• [Records for the exercise]
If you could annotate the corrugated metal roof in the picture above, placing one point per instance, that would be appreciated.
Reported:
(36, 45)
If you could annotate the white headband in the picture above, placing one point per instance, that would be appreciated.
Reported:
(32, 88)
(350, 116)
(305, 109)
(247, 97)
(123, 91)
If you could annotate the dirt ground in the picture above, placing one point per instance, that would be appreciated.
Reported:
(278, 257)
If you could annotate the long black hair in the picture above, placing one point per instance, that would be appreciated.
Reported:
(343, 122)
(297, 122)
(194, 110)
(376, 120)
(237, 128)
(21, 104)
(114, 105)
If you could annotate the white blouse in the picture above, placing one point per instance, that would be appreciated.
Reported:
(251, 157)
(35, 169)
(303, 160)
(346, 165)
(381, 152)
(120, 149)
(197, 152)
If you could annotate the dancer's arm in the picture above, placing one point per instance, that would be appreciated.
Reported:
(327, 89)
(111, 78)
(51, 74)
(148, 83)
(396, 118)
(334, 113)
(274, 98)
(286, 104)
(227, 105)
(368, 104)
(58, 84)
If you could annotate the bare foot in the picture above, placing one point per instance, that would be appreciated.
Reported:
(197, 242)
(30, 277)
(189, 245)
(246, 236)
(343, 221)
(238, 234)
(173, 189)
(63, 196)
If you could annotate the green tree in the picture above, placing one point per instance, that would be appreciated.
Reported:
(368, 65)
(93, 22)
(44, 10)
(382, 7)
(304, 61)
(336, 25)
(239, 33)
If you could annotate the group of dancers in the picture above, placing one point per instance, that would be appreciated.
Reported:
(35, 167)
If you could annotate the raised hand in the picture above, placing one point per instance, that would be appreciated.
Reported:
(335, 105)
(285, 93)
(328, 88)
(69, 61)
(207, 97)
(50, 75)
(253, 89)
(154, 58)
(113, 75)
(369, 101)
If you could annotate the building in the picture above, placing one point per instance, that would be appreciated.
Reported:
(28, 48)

* * *

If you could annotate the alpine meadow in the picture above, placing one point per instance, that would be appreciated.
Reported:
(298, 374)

• [Task description]
List every row above that contains the string "white", copying each such row in full. Case counts.

• [Written solution]
If you could annotate the white headband in the picture above, placing one point per instance, that would be appreciated.
If you could annotate the white blouse in the picture above, placing one point per instance, that would be appreciated.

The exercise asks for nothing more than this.